Count the lines in the records below that contain the string "green", matching case exactly. Reply with the number alone.
——
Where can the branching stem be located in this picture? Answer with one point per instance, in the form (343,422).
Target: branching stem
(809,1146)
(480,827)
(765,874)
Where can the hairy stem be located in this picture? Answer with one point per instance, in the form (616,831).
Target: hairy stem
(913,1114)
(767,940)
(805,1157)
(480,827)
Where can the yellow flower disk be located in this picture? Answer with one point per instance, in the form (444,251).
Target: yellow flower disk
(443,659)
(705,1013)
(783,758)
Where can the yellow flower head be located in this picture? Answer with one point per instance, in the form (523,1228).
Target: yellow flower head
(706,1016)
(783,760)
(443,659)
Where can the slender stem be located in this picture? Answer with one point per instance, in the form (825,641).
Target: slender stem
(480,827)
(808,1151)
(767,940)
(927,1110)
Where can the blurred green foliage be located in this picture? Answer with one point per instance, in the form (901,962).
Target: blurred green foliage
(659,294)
——
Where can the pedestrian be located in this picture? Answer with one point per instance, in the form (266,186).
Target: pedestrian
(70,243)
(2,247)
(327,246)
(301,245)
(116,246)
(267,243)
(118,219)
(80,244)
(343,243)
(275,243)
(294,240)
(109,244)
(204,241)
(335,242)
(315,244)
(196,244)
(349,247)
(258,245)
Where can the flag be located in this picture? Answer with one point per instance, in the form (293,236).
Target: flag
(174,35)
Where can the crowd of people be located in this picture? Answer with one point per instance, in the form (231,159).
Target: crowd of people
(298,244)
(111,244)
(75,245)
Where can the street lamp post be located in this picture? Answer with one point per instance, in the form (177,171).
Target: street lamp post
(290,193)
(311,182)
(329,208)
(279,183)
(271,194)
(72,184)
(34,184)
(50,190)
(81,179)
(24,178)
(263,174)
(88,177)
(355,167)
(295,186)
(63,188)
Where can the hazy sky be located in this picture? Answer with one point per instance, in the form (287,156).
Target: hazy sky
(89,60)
——
▶ **Task response**
2